**Task inputs**:
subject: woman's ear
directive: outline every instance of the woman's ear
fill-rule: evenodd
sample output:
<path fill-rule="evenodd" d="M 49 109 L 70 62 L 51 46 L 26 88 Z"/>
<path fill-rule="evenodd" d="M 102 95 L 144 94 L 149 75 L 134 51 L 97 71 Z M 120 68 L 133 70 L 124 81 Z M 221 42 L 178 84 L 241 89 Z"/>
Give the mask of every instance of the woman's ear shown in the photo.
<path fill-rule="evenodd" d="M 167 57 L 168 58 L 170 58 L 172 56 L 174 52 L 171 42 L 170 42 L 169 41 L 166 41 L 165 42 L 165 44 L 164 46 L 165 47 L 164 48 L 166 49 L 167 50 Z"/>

**Do this**: Convert the entries above into a JSON list of strings, with one string per line and no blank lines.

**Task answer**:
[
  "subject: woman's ear",
  "directive: outline every instance of the woman's ear",
  "fill-rule: evenodd",
  "sample output:",
  "<path fill-rule=\"evenodd\" d=\"M 49 109 L 70 62 L 51 46 L 26 88 Z\"/>",
  "<path fill-rule=\"evenodd\" d=\"M 102 95 L 144 94 L 149 75 L 134 51 L 97 71 Z M 120 68 L 133 70 L 124 81 Z M 221 42 L 178 84 L 241 89 Z\"/>",
  "Give the mask of every instance of the woman's ear shown in the photo.",
  "<path fill-rule=\"evenodd\" d=\"M 167 57 L 168 58 L 170 58 L 172 56 L 174 52 L 171 42 L 170 42 L 169 41 L 166 41 L 165 42 L 165 44 L 164 46 L 165 47 L 164 48 L 166 49 L 167 50 Z\"/>"
]